• Aim of the task: Repeat the records from the line containing "target: woman with dark hair" through the line containing "153L60 60L36 52L18", both included, with nothing changed.

• Input for this task:
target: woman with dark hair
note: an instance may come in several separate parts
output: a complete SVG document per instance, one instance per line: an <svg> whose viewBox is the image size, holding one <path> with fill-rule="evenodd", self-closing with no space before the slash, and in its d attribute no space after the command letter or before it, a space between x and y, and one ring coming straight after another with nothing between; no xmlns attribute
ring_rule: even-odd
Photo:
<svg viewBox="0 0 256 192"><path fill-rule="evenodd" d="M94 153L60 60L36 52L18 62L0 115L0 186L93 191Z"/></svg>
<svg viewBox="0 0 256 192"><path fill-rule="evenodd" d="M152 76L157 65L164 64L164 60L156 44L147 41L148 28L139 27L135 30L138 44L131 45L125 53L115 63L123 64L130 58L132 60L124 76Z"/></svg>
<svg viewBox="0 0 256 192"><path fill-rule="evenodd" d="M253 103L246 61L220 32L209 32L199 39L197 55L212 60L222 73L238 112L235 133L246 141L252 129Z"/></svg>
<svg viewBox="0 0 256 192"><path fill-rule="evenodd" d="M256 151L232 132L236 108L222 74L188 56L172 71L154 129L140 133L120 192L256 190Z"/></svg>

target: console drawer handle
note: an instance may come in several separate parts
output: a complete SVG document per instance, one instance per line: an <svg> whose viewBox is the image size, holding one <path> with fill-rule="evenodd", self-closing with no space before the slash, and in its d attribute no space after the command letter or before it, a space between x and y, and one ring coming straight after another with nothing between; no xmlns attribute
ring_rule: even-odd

...

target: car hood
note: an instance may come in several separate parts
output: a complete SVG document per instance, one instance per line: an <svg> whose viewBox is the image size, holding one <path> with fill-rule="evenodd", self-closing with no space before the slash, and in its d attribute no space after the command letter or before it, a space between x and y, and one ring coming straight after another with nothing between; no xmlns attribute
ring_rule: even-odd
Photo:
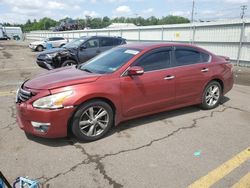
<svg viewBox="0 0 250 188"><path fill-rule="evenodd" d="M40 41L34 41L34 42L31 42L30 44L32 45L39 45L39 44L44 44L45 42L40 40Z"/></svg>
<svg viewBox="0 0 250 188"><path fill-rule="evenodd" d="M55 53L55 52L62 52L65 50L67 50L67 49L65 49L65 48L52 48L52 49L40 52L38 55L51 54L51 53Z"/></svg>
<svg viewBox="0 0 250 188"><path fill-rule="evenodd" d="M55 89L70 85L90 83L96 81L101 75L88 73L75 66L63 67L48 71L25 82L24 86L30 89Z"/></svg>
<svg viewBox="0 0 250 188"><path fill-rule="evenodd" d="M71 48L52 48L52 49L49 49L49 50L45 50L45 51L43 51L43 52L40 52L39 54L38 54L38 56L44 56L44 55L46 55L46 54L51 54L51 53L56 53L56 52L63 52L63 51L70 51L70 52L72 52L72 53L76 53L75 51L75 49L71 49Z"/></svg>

• Solution:
target: woman with dark hair
note: an instance may come in several separate parts
output: a complete SVG document per instance, one instance per line: an <svg> whose viewBox is the image size, holding one <path> with fill-rule="evenodd", self-closing with no space before the slash, and in its d attribute no space after the command letter or before it, a space between x and y, and one ring coming straight after another with nothing between; no xmlns attribute
ring_rule: even-odd
Photo:
<svg viewBox="0 0 256 192"><path fill-rule="evenodd" d="M94 153L60 60L36 52L18 62L0 115L0 186L93 191Z"/></svg>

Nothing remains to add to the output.